── Data to process

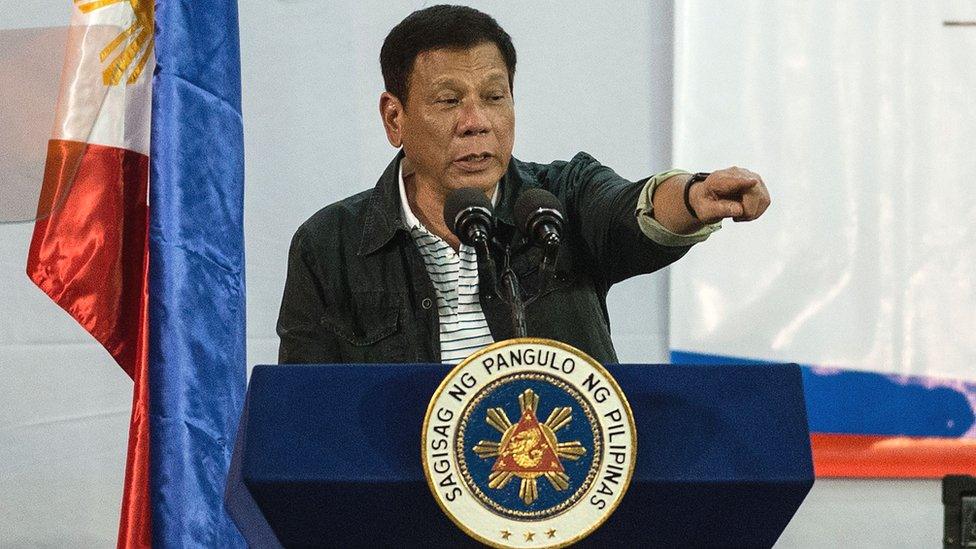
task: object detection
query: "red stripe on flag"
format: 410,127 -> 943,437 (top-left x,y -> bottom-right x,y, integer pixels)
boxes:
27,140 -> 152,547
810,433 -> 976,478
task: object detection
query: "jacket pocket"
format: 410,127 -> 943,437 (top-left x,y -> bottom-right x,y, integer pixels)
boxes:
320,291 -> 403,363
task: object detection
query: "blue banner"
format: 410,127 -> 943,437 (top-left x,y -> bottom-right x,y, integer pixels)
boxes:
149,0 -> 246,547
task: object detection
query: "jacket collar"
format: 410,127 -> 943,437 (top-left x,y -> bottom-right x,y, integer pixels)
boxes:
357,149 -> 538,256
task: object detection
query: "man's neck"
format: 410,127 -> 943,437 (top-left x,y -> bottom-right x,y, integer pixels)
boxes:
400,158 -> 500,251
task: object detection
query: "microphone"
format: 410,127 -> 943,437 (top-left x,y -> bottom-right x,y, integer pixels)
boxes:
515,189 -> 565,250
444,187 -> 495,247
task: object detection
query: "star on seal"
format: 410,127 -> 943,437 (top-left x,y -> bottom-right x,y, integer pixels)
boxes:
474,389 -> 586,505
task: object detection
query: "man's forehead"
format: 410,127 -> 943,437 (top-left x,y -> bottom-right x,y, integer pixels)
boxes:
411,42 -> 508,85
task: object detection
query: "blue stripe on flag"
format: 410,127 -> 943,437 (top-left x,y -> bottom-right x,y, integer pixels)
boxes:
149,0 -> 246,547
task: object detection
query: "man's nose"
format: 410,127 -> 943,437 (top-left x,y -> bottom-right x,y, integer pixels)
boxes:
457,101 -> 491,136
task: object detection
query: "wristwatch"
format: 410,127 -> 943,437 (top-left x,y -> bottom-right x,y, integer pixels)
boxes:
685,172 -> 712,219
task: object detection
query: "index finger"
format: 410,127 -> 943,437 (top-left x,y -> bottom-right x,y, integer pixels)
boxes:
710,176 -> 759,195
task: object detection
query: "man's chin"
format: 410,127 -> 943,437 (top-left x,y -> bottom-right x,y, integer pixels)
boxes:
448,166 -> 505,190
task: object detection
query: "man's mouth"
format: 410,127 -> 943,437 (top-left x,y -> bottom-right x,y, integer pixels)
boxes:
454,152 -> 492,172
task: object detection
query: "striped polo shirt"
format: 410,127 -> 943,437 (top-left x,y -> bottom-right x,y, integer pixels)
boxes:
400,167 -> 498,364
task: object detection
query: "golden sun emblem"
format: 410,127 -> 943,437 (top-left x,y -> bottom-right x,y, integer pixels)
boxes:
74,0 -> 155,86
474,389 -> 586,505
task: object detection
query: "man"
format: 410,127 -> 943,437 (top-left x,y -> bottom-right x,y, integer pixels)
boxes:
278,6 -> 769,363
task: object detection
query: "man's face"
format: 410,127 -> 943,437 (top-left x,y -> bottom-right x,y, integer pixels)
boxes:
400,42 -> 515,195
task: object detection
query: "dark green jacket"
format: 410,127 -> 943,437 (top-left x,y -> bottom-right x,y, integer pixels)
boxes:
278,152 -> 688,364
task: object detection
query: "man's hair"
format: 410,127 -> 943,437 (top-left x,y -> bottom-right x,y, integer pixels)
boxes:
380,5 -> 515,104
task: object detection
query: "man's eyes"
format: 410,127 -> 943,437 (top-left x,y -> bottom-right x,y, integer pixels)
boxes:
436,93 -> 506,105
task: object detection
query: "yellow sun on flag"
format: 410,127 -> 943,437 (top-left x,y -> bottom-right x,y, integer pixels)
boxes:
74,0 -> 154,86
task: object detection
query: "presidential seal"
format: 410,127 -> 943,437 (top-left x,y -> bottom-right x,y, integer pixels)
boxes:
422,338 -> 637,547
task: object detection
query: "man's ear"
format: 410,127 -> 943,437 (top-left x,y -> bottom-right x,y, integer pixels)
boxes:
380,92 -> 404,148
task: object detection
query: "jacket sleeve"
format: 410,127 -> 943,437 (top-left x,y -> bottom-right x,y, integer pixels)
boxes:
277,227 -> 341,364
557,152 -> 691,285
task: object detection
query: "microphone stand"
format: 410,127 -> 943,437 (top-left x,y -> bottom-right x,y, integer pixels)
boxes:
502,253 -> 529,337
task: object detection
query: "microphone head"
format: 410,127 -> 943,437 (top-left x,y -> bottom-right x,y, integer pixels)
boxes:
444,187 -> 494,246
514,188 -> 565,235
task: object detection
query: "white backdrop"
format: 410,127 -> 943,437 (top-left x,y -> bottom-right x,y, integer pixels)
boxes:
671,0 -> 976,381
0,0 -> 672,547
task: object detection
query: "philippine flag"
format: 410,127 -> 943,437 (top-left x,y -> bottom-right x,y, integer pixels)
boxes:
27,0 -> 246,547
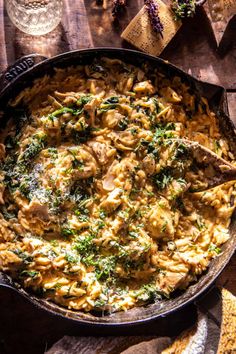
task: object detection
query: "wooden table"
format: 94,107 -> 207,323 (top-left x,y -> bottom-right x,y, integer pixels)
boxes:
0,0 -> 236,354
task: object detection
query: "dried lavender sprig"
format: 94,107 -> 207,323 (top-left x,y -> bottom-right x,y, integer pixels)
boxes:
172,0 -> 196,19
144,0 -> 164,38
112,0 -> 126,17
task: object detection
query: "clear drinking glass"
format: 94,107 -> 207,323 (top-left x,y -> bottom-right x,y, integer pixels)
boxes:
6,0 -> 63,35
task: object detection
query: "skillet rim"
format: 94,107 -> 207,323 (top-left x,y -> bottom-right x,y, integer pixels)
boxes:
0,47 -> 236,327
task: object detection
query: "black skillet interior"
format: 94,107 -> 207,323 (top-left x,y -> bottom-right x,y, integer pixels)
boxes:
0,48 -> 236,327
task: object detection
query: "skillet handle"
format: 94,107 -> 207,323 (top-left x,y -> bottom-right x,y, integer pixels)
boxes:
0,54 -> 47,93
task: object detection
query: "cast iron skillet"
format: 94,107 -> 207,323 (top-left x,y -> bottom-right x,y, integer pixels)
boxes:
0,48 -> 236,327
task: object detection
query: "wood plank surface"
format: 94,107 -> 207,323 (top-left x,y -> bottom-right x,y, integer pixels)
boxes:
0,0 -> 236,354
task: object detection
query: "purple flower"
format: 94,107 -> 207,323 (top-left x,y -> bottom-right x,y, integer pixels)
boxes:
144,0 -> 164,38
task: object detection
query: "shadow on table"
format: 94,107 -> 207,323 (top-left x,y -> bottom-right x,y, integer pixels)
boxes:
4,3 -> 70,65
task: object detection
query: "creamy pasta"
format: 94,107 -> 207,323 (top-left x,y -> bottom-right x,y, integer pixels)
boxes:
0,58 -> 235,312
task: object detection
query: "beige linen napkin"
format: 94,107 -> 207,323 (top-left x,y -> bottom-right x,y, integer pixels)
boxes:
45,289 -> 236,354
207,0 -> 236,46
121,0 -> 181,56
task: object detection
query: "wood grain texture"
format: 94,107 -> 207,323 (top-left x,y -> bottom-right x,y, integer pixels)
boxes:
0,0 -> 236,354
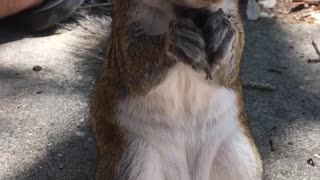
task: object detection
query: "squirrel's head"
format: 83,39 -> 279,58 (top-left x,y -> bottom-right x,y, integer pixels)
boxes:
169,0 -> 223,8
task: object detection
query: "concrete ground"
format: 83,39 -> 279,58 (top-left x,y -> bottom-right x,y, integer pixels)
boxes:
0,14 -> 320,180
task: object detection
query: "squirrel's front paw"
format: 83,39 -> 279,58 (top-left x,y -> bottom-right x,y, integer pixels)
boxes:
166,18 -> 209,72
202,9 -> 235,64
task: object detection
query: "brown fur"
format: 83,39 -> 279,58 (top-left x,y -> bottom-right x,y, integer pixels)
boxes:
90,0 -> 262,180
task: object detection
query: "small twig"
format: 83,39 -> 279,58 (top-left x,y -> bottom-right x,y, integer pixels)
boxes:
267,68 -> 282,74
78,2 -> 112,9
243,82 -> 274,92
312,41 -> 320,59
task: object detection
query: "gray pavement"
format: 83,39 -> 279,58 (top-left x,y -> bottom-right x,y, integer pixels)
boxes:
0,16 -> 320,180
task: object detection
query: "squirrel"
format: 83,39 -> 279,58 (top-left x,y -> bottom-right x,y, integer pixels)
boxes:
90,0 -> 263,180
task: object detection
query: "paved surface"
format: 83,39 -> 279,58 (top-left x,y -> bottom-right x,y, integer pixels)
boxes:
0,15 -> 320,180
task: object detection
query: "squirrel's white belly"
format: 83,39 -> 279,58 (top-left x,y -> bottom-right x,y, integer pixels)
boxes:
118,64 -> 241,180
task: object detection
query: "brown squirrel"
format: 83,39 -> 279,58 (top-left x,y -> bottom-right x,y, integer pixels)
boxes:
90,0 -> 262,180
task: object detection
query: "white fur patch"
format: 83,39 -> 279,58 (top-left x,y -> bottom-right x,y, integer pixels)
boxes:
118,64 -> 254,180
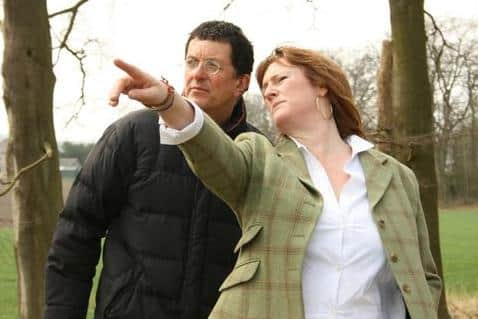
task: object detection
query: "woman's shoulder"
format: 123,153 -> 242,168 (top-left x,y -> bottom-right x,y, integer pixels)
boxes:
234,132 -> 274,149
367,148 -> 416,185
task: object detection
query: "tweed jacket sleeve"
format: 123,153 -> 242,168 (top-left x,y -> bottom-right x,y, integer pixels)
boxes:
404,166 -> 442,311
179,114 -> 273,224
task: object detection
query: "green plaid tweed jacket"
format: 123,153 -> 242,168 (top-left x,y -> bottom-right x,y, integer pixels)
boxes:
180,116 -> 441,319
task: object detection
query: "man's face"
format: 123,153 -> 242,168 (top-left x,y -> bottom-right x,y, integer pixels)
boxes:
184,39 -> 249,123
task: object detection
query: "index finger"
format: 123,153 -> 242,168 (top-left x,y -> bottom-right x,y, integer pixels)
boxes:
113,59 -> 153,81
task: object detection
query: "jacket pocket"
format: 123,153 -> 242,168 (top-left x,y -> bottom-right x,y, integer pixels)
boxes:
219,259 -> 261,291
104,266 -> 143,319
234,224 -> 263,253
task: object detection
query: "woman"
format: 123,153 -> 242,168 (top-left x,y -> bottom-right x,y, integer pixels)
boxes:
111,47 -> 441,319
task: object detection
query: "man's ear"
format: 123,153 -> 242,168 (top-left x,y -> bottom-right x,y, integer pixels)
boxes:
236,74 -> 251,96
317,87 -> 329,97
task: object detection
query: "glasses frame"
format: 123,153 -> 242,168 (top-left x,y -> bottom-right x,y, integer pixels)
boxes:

────

Copy everything from the start of the listing down through the line containing "320,291 -> 403,363", requests included. Multiply each bounding-box coordinate in the answers by 2.05 and round it to a whole number, with halves rounding up, and leave the pictures out.

task: object detection
query: "red stripe on flag"
format: 410,127 -> 943,437 (top-left x,y -> bottom-right x,y, integer pixels)
boxes:
55,287 -> 312,1121
1661,888 -> 2001,980
task: object detection
query: "jacket pocket"
format: 410,127 -> 943,437 (top-left x,y -> bottom-right x,y, integer pixels)
boxes:
656,597 -> 826,744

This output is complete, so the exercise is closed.